··· Page ···

Is there a Wikipedia API just for retrieve the content summary?

Question

I need just to retrieve the first paragraph of a Wikipedia page.

Content must be HTML formatted, ready to be displayed on my website (so no BBCode, or Wikipedia special code!)

Wikipedia doesn't use BB code, it uses its own wiki markup code. — svick, Dec 19 '11 at 09:53
It doesn't work for every wikipedia article. https://ro.wikipedia.org/w/api.php?action=query&format=json&prop=extracts&titles=FC+Barcelona&exintro=1&explaintext=1&exsectionformat=plain — dumitru, Apr 20 '17 at 04:57

score 244 · Accepted Answer · edited Aug 13 '21 at 05:58

There's a way to get the entire "introduction section" without any HTML parsing! Similar to AnthonyS's answer with an additional explaintext parameter, you can get the introduction section text in plain text.

Query

Getting Stack Overflow's introduction in plain text:

Using the page title:

https://en.wikipedia.org/w/api.php?format=json&action=query&prop=extracts&exintro&explaintext&redirects=1&titles=Stack%20Overflow

Or use pageids:

https://en.wikipedia.org/w/api.php?format=json&action=query&prop=extracts&exintro&explaintext&redirects=1&pageids=21721040

JSON Response

(warnings stripped)

{
    "query": {
        "pages": {
            "21721040": {
                "pageid": 21721040,
                "ns": 0,
                "title": "Stack Overflow",
                "extract": "Stack Overflow is a privately held website, the flagship site of the Stack Exchange Network, created in 2008 by Jeff Atwood and Joel Spolsky, as a more open alternative to earlier Q&A sites such as Experts Exchange. The name for the website was chosen by voting in April 2008 by readers of Coding Horror, Atwood's popular programming blog.\nIt features questions and answers on a wide range of topics in computer programming. The website serves as a platform for users to ask and answer questions, and, through membership and active participation, to vote questions and answers up or down and edit questions and answers in a fashion similar to a wiki or Digg. Users of Stack Overflow can earn reputation points and \"badges\"; for example, a person is awarded 10 reputation points for receiving an \"up\" vote on an answer given to a question, and can receive badges for their valued contributions, which represents a kind of gamification of the traditional Q&A site or forum. All user-generated content is licensed under a Creative Commons Attribute-ShareAlike license. Questions are closed in order to allow low quality questions to improve. Jeff Atwood stated in 2010 that duplicate questions are not seen as a problem but rather they constitute an advantage if such additional questions drive extra traffic to the site by multiplying relevant keyword hits in search engines.\nAs of April 2014, Stack Overflow has over 2,700,000 registered users and more than 7,100,000 questions. Based on the type of tags assigned to questions, the top eight most discussed topics on the site are: Java, JavaScript, C#, PHP, Android, jQuery, Python and HTML."

···

(Instruction): Transcribe the Wikipedia API thread from "I need just" up to and including "in plain text.".

··· Dataset entries ···

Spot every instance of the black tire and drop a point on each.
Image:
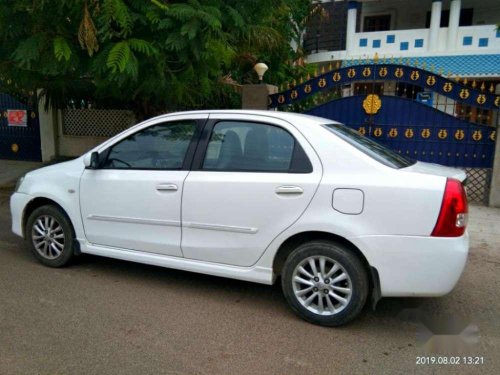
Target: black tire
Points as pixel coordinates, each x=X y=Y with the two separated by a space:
x=356 y=281
x=67 y=252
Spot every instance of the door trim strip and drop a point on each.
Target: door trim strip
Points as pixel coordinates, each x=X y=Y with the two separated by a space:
x=134 y=220
x=225 y=228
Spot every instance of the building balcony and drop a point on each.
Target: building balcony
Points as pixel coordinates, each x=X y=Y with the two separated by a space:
x=481 y=39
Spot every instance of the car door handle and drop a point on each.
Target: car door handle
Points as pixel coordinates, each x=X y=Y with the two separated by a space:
x=289 y=190
x=166 y=187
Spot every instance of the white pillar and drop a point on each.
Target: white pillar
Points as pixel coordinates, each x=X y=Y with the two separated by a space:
x=453 y=24
x=352 y=14
x=48 y=132
x=435 y=24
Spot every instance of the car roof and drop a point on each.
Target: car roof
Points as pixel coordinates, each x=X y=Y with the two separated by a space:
x=293 y=117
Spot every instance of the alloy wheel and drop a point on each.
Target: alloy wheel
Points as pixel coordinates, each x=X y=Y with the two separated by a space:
x=322 y=285
x=48 y=237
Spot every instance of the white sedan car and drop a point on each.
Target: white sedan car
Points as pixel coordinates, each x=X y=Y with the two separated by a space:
x=256 y=195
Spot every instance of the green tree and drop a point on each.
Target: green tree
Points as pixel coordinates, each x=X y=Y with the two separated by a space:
x=149 y=56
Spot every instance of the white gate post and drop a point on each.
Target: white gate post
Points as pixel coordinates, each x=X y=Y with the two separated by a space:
x=48 y=130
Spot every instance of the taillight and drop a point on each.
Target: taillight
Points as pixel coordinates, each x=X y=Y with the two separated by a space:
x=453 y=216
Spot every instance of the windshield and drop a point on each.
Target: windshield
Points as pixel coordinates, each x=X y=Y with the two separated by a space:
x=371 y=148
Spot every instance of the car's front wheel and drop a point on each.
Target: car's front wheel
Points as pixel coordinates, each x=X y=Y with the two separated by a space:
x=325 y=283
x=50 y=234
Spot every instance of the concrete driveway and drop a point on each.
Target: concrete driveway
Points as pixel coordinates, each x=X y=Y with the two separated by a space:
x=108 y=316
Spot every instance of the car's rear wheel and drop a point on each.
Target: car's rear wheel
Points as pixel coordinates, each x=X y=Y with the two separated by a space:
x=51 y=236
x=325 y=283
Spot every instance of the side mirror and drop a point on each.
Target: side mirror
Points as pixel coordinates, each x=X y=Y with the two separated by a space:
x=91 y=161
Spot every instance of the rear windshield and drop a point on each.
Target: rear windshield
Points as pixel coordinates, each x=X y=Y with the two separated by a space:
x=371 y=148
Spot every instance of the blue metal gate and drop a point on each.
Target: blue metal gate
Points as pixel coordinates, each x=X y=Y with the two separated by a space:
x=416 y=112
x=19 y=128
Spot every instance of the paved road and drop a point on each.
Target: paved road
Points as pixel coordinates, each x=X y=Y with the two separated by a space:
x=107 y=316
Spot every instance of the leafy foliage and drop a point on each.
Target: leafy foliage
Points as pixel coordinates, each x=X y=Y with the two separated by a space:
x=150 y=56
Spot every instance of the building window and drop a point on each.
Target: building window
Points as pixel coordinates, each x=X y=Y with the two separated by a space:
x=377 y=23
x=465 y=18
x=483 y=42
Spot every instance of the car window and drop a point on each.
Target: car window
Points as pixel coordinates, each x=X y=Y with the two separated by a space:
x=247 y=146
x=371 y=148
x=161 y=146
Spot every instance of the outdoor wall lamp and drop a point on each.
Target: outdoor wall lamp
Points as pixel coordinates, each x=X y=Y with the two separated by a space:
x=261 y=69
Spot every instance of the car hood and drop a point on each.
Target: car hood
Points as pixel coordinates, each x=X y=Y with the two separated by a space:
x=437 y=170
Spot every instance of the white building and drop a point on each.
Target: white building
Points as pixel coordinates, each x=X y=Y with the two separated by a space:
x=457 y=36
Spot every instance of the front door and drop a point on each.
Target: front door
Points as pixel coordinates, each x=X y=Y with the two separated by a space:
x=250 y=181
x=133 y=201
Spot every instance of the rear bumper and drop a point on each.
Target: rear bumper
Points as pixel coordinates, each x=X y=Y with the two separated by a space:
x=18 y=202
x=415 y=266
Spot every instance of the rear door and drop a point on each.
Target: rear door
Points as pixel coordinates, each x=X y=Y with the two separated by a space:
x=252 y=178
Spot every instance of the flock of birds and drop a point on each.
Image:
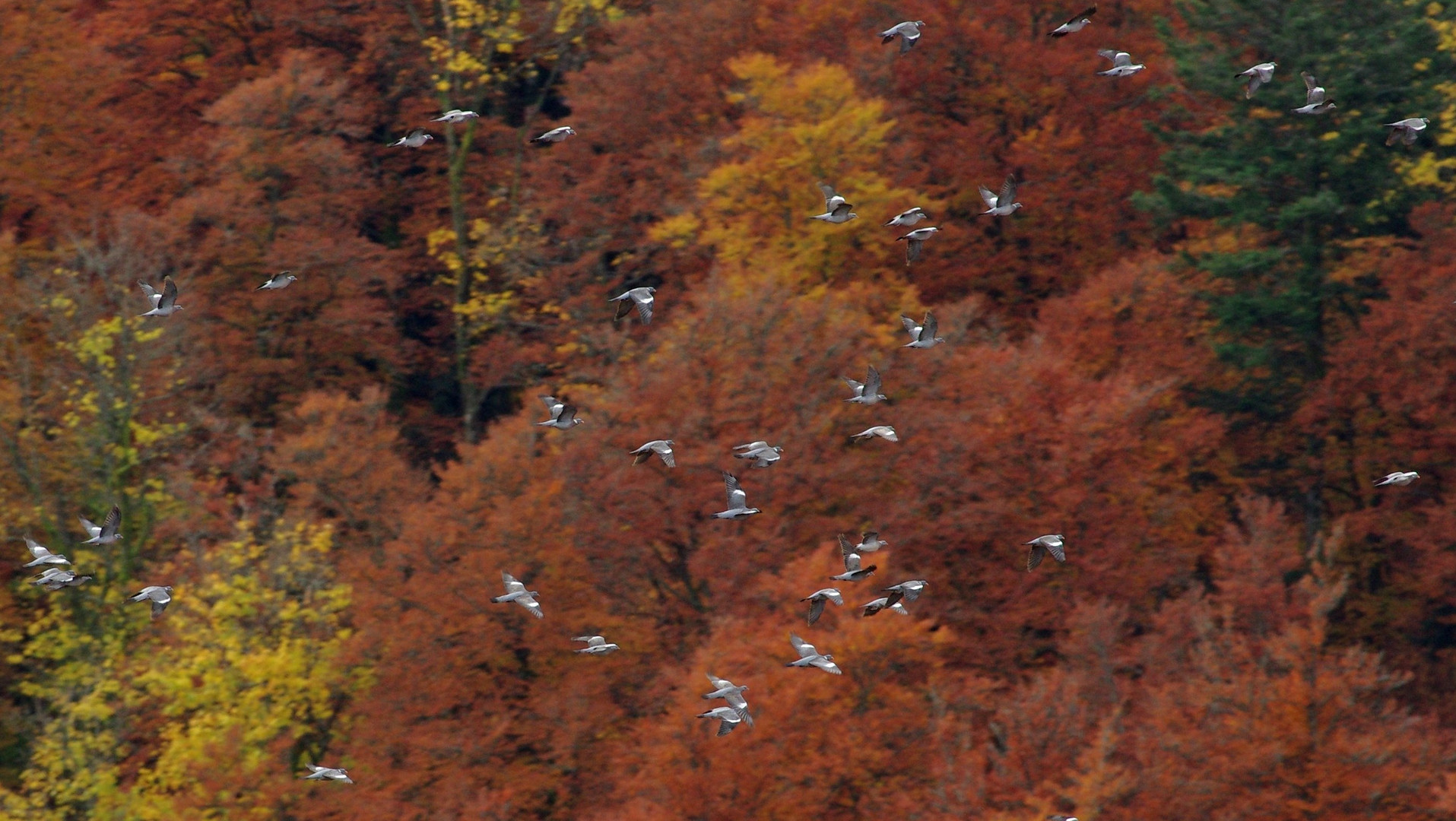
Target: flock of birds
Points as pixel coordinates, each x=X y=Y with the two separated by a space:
x=759 y=455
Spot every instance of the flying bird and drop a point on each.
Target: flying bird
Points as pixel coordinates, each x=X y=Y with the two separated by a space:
x=883 y=603
x=661 y=447
x=1258 y=76
x=915 y=240
x=56 y=579
x=1043 y=545
x=728 y=718
x=515 y=591
x=1315 y=101
x=1077 y=24
x=159 y=598
x=865 y=392
x=852 y=568
x=909 y=217
x=908 y=590
x=456 y=116
x=43 y=556
x=909 y=34
x=922 y=335
x=563 y=417
x=555 y=136
x=278 y=281
x=759 y=452
x=737 y=499
x=817 y=600
x=639 y=297
x=596 y=645
x=163 y=303
x=835 y=207
x=731 y=693
x=328 y=773
x=1001 y=204
x=1121 y=65
x=883 y=431
x=810 y=657
x=1407 y=130
x=412 y=140
x=870 y=542
x=106 y=531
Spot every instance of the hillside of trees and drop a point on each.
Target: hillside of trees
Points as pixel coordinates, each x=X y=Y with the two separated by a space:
x=1210 y=329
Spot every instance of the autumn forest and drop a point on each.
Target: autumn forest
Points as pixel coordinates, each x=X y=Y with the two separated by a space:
x=1213 y=325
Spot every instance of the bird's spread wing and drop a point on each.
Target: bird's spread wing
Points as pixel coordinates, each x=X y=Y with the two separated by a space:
x=931 y=326
x=804 y=648
x=1008 y=194
x=873 y=382
x=816 y=610
x=737 y=499
x=170 y=293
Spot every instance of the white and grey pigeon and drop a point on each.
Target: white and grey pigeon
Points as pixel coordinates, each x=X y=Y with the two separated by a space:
x=515 y=591
x=731 y=693
x=1077 y=24
x=854 y=571
x=157 y=596
x=56 y=579
x=908 y=590
x=722 y=687
x=883 y=603
x=1407 y=130
x=412 y=140
x=810 y=657
x=641 y=299
x=41 y=555
x=328 y=773
x=883 y=431
x=865 y=392
x=817 y=600
x=563 y=417
x=555 y=136
x=278 y=281
x=915 y=240
x=596 y=645
x=909 y=217
x=456 y=116
x=1123 y=65
x=105 y=533
x=909 y=34
x=870 y=542
x=835 y=207
x=1043 y=545
x=760 y=452
x=163 y=303
x=728 y=718
x=1315 y=101
x=922 y=334
x=1258 y=76
x=1001 y=204
x=737 y=499
x=661 y=447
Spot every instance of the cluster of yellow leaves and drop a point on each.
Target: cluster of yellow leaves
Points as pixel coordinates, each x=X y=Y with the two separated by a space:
x=243 y=667
x=803 y=127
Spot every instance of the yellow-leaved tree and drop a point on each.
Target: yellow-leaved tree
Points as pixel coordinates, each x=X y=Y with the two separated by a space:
x=803 y=127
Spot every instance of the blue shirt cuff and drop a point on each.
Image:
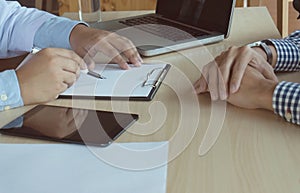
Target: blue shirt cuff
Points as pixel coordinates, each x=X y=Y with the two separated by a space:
x=55 y=32
x=10 y=95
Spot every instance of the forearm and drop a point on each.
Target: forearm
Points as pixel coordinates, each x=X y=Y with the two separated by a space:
x=10 y=96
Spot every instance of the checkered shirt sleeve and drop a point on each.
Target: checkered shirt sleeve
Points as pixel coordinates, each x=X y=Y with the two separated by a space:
x=286 y=101
x=286 y=96
x=288 y=52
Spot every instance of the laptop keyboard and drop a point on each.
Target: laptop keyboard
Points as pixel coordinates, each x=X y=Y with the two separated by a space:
x=163 y=31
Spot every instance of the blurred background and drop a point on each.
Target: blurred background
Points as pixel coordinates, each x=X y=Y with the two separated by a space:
x=282 y=9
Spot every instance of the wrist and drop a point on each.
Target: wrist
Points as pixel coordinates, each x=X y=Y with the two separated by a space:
x=266 y=98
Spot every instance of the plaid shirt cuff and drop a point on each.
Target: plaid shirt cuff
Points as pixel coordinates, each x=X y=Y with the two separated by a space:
x=286 y=101
x=287 y=52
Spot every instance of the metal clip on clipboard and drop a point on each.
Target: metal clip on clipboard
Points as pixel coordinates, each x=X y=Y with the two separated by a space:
x=160 y=78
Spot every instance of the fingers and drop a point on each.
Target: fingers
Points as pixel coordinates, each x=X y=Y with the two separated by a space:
x=213 y=83
x=201 y=84
x=127 y=49
x=268 y=72
x=70 y=55
x=111 y=52
x=117 y=48
x=236 y=76
x=68 y=78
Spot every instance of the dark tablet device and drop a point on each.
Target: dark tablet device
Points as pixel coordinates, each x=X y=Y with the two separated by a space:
x=70 y=125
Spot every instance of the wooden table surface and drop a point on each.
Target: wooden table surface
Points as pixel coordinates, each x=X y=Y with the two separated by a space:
x=256 y=151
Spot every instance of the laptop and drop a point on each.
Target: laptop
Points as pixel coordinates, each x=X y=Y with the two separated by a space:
x=175 y=25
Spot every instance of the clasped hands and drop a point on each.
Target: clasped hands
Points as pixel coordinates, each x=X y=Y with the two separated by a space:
x=240 y=75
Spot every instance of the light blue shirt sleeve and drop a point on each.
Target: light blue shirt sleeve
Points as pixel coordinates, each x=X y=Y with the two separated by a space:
x=22 y=28
x=55 y=32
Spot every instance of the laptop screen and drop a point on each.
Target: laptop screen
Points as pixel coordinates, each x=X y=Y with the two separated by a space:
x=212 y=15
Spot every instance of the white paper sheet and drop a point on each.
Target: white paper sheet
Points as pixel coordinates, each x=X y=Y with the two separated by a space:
x=64 y=168
x=118 y=82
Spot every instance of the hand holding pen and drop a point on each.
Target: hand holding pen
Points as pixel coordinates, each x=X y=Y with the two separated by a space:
x=44 y=75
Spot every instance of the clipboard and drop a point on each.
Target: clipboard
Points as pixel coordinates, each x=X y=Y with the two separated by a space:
x=135 y=84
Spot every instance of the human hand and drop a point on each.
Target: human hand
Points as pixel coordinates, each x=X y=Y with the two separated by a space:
x=223 y=76
x=56 y=122
x=87 y=42
x=255 y=91
x=47 y=73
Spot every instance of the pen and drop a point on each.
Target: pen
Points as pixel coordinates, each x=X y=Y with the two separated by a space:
x=35 y=50
x=92 y=73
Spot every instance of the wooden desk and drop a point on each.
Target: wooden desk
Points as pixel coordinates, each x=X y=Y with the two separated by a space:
x=257 y=151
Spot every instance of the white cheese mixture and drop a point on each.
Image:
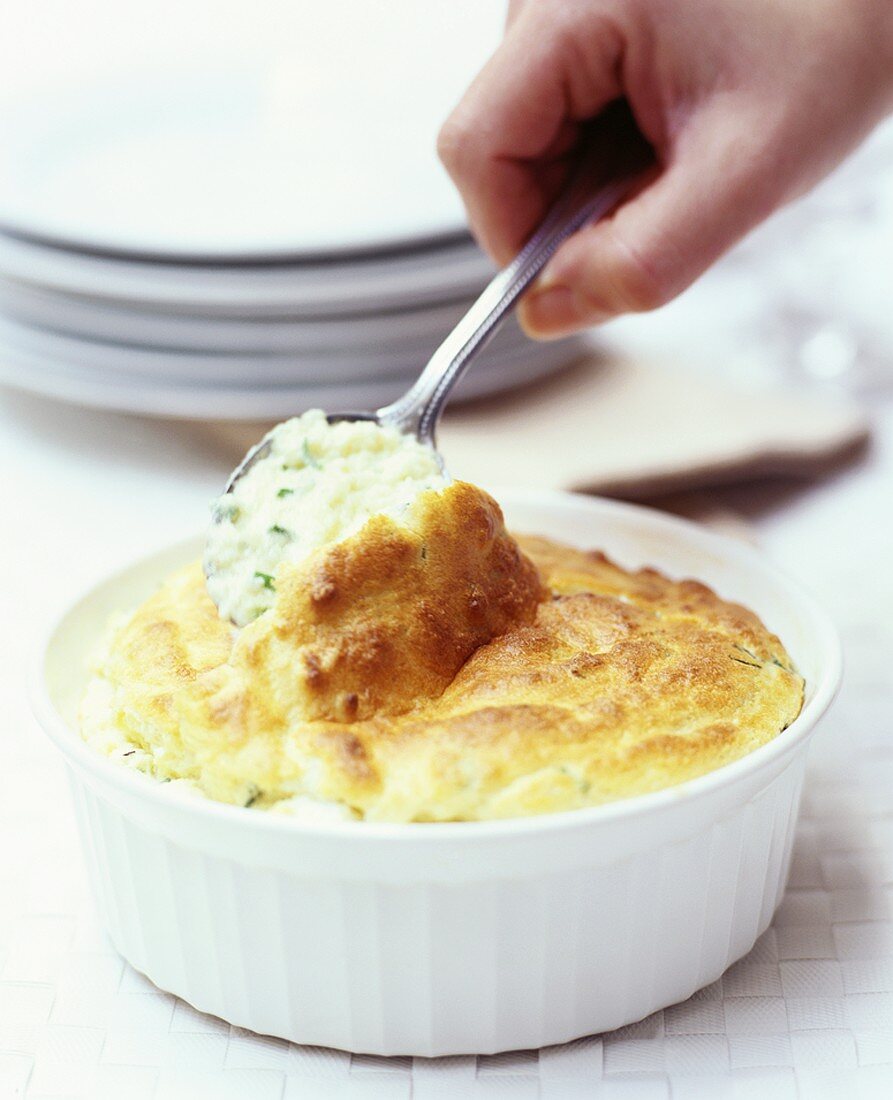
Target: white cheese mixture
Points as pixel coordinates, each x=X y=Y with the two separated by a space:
x=319 y=484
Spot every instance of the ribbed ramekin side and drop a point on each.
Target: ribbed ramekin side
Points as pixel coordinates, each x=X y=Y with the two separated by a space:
x=432 y=968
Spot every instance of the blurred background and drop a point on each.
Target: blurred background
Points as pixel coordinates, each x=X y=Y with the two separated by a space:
x=229 y=215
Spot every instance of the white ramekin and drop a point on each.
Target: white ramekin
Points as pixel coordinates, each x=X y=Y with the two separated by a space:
x=467 y=937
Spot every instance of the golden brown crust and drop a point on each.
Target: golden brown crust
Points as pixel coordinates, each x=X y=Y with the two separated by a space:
x=620 y=684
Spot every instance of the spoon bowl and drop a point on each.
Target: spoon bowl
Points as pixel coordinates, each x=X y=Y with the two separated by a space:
x=615 y=155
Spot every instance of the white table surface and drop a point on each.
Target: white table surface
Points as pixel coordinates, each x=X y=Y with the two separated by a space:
x=808 y=1013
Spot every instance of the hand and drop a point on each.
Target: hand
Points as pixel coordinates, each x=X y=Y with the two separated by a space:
x=747 y=105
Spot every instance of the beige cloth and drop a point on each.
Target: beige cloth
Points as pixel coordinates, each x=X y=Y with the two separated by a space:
x=632 y=429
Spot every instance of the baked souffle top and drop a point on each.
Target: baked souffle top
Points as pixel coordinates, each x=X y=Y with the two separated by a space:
x=428 y=667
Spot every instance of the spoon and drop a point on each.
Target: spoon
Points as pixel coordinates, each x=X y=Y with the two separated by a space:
x=614 y=158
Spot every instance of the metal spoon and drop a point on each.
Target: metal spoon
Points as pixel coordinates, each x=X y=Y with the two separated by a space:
x=614 y=160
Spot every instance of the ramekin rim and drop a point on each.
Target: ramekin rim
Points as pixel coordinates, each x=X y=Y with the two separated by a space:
x=828 y=649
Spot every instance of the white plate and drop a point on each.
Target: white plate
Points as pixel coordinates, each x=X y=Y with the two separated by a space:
x=363 y=362
x=146 y=396
x=445 y=273
x=328 y=145
x=111 y=321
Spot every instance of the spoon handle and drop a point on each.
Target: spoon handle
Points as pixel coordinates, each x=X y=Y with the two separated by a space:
x=615 y=158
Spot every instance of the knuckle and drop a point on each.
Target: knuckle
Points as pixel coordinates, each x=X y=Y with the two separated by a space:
x=634 y=285
x=452 y=144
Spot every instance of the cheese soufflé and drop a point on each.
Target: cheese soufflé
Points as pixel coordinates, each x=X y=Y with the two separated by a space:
x=403 y=658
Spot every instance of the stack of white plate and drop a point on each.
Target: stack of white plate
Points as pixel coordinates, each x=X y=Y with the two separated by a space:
x=254 y=241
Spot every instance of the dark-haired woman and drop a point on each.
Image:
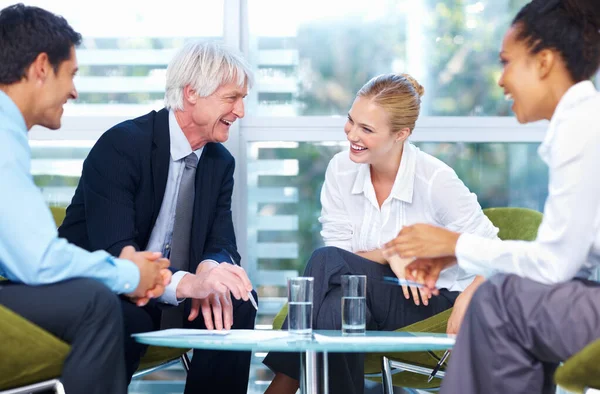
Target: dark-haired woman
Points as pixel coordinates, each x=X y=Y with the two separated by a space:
x=539 y=311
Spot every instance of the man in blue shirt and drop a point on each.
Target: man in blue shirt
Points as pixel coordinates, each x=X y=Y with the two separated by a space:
x=56 y=285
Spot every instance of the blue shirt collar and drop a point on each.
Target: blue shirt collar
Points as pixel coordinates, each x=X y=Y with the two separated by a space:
x=180 y=146
x=10 y=110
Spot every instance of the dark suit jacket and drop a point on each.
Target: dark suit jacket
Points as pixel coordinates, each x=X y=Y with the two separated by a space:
x=122 y=187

···

(Right answer):
I need just to retrieve the first paragraph of a Wikipedia page.

Content must be HTML formatted, ready to be displayed on my website (so no BBCode, or Wikipedia special code!)

Wikipedia doesn't use BB code, it uses its own wiki markup code. — svick, Dec 19 '11 at 09:53
It doesn't work for every wikipedia article. https://ro.wikipedia.org/w/api.php?action=query&format=json&prop=extracts&titles=FC+Barcelona&exintro=1&explaintext=1&exsectionformat=plain — dumitru, Apr 20 '17 at 04:57

score 244 · Accepted Answer · edited Aug 13 '21 at 05:58

There's a way to get the entire "introduction section" without any HTML parsing! Similar to AnthonyS's answer with an additional explaintext parameter, you can get the introduction section text in plain text.